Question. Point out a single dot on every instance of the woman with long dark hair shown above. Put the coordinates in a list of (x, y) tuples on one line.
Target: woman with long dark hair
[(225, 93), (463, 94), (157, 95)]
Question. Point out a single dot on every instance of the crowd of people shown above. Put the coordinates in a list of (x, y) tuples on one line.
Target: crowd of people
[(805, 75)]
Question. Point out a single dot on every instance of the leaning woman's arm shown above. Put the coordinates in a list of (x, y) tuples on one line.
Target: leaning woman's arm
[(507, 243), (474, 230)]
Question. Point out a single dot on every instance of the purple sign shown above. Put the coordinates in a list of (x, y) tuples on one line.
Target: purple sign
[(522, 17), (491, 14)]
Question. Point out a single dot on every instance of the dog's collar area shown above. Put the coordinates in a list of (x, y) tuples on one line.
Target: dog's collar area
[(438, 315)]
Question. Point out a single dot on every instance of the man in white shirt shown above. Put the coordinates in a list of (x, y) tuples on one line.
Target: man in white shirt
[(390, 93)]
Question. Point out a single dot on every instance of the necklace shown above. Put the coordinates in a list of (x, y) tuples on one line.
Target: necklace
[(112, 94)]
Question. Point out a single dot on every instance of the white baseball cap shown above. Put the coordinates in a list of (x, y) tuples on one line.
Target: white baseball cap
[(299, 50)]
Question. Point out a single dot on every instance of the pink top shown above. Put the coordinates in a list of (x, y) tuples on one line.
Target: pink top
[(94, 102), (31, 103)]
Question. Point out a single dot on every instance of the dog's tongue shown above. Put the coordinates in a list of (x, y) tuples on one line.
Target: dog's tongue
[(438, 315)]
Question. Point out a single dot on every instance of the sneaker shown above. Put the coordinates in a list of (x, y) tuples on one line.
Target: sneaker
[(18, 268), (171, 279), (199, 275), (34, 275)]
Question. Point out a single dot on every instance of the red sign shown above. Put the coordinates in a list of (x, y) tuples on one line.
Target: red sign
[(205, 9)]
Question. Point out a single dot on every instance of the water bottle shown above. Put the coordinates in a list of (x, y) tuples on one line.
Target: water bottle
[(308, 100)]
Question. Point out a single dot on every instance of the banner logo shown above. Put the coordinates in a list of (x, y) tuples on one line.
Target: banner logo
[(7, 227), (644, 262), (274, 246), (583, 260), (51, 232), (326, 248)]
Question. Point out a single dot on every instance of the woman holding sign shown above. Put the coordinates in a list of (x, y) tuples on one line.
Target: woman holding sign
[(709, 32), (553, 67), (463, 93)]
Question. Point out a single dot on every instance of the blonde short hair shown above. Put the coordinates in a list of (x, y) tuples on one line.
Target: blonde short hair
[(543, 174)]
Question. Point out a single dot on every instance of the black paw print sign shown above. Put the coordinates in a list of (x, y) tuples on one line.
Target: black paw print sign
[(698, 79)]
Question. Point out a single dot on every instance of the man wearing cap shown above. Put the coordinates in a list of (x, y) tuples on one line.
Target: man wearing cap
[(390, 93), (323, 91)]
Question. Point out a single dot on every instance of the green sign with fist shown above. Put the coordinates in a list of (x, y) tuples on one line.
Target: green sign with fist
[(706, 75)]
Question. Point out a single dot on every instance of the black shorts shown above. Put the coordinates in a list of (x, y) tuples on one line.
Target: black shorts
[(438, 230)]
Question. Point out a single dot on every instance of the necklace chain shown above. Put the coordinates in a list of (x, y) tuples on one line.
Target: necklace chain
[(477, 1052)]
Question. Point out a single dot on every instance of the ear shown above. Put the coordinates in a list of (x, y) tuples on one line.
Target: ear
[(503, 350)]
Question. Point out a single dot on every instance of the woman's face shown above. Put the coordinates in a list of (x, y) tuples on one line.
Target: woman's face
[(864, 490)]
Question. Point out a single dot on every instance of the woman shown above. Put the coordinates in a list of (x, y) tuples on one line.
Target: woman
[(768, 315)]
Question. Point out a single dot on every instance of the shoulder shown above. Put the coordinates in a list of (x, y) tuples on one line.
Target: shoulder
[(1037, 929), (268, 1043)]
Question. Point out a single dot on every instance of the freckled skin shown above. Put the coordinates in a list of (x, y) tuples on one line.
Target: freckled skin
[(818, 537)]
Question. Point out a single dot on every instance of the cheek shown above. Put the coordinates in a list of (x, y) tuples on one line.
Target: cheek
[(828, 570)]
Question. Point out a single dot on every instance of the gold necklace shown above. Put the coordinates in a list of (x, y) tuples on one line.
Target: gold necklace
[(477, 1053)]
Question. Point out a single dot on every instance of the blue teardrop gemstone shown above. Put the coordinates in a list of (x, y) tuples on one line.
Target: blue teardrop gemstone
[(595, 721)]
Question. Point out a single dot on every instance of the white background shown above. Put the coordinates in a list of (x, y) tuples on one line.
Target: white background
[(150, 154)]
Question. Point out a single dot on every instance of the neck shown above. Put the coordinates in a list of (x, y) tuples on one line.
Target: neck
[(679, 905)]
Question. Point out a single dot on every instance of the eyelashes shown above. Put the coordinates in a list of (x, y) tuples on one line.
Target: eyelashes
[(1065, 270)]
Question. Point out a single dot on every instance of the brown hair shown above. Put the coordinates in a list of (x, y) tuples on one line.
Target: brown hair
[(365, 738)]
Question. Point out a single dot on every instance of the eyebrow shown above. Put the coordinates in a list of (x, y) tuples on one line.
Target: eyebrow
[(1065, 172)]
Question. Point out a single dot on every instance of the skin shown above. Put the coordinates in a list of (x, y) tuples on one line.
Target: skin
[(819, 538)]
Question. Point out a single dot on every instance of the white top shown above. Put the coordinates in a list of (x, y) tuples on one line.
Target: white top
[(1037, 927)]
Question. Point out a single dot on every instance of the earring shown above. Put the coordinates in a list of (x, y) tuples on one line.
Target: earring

◇ ◇ ◇ ◇ ◇

(WHAT THE EXERCISE ASKS): Set the data above down again in full, exactly as it reads.

(OUTPUT BELOW):
Question. Point out a single dot on every instance of the woman with long dark hair shown above. Put the coordinates in a list of (x, y) tuples on one line.
Target: woman with long dark hair
[(225, 93), (463, 94), (157, 95)]
Question. Point out a single dot on every instance of the crowd of people shown above. Put the coordinates in a list of (x, y) tuples on one line.
Target: crowd of people
[(805, 75)]
Question. Point out a single dot on every instance of the leaning woman's arm shown above. Put the coordinates in a list of (x, y) tuples on one line.
Target: leaning woman's arm
[(507, 243), (474, 230)]
Question. Point out a single dot on every instance of the purple sign shown above. Put the coordinates in a list of (x, y) tuples on one line.
Target: purple sign
[(522, 17), (491, 14)]
Question. Point out a single dot on every instance of the dog's collar area shown above. Put the coordinates in a list of (x, y) tuples on one line.
Target: dog's collar area
[(438, 315)]
Question. Point out a single dot on every instance of the man in white shirt shown above. Put the coordinates in a list of (x, y) tuples on one line.
Target: man in white shirt
[(390, 93)]
Question. Point out a single dot on every instance of the necklace shown above. Put the coordinates in a list of (x, y) tuples on one line.
Target: necklace
[(112, 94)]
Question. Point out a single dot on every instance of the white baseball cap shown above. Put the coordinates in a list of (x, y) tuples on one line.
Target: white baseball cap
[(299, 50)]
Question. Point out a single dot on every instance of the pink top shown above. Put the coordinates in a list of (x, y) tuples on one line.
Target: pink top
[(94, 102), (31, 103)]
Question. Point out a single dot on every instance of the dog's tongue shown above. Put the coordinates in a list of (x, y) tuples on one line.
Target: dog's tongue
[(438, 315)]
Question. Point out a single dot on every instance of the sneaker shown above. Put the coordinates in a list of (x, y) tuples on one line.
Target: sneaker
[(18, 268), (171, 279), (199, 275), (34, 275)]
Question. Point out a single dot on every instance of the red sign shown above. Put the coordinates in a list of (x, y) tuples on one line.
Target: red sign
[(205, 9)]
Question. Point out a single dot on every instance of the water bottle shown above. Put the coordinates in a list of (x, y) tuples on one line.
Target: water bottle
[(308, 100)]
Question. Point out a single dot on every instance of the banner logo shown above. Put the coordinates in a list of (x, y) tuples on one line.
Target: banner logo
[(7, 227), (644, 262), (274, 246), (583, 260), (51, 232), (326, 248)]
Question. Point out a single dot on every instance of the woman holding sign shown above. Put the coordinates in a list of (x, y) tuples on one line.
Target: woman holding sign
[(709, 32), (553, 67), (463, 93)]
Question. Point out a single dot on every instance of the blonde short hair shown above. Put the coordinates in a list of (x, y) tuples on one line.
Target: blonde short hair
[(543, 174)]
Question. Point out a single dot on every instance of the black paw print sign shown above. Put the coordinates in a list of (x, y) tuples on one line.
Target: black paw print sign
[(698, 79)]
Question. Point out a single dot on every instance of the man wearing cap shown above. Put the coordinates in a list of (x, y) tuples on one line.
Target: man wearing cap
[(390, 93), (323, 91)]
Question. Point out a single dot on every instance of the green sign with fist shown above. Put the coordinates in a list of (x, y) tuples on one line.
Target: green sign with fist
[(706, 75)]
Question. Point out a single dot on every instance of the black shorts shown above. Put the coordinates in a list of (x, y) tuples on one line.
Target: black shorts
[(438, 230)]
Question. Point out a single dot on every instance of the necklace chain shown above. Put the coordinates in a list of (x, y) tuples on one line.
Target: necklace chain
[(477, 1052)]
Question. Point out a single dot on every instance of the ear shown above. Put the coordinates in a list of (x, y) tuples on one line.
Target: ear
[(503, 350)]
Question. Point out a single dot on every instance of the woman's face shown above. Put the coordinates in a list of (x, y) tuples on one line.
Target: woman's face
[(864, 490)]
Question. Point out a single dot on every instance of the woman shown above. Put the coordinates in a list of (x, y) tuples on one line.
Target: woman
[(768, 315)]
Question. Point out a single dot on every instance of the shoulder shown above. Put the coordinates in a list of (x, y) tuples on one line.
Target: shoulder
[(1037, 929), (268, 1043)]
Question. Point out a single dot on every instance of the freckled skin shown above. Put the coordinates in a list of (x, y) tuples on one line.
Target: freckled skin
[(818, 537)]
Question. Point out a single dot on every instance of the cheek shown above. Put the coordinates in a list of (x, y) tuples on one line.
Target: cheek
[(828, 570)]
Question. Point out a single dot on every instance of the gold necklace shown above. Put the coordinates in a list of (x, y) tuples on one line.
Target: gold necklace
[(477, 1053)]
Question. Point out a single dot on every instance of the blue teardrop gemstone shown above. Put the coordinates in a list of (x, y) tuples on one line.
Target: blue teardrop gemstone
[(595, 721)]
Question. Point out a single dot on every instance of the white background shown above. Put the coordinates in a list of (x, y) tuples on one line.
Target: white background
[(150, 154)]
Question. Point out a single dot on every instance of the neck shown above. Put the coordinates in a list of (x, y) tuples on one line.
Target: neck
[(679, 905)]
Question. Point out a single dot on every instance of the eyelashes shown above. Put the coordinates in a list of (x, y) tuples on one line.
Target: eyelashes
[(1065, 270)]
Question. Point out a single dot on every instance of the brown hair shown above. Put the coordinates in a list of (x, y) tuples on one line.
Target: brown hair
[(365, 738)]
Question. Point out a single dot on every instance of the eyebrow shown above. Put the coordinates in a list of (x, y) tuples on one line.
Target: eyebrow
[(1065, 172)]
Question. Point out a single dot on every instance of the skin shown above. Put the coordinates in a list of (x, y) tuples on one line.
Target: skin
[(819, 538)]
Question. Point out a single dot on every instance of the white top shown above. Put the coordinates in a list of (x, y) tuples on one line.
Target: white top
[(1037, 927)]
Question. Point out a single dot on every instance of the earring shown above. Put the coordinates in a list of (x, y) tuples on one line.
Target: earring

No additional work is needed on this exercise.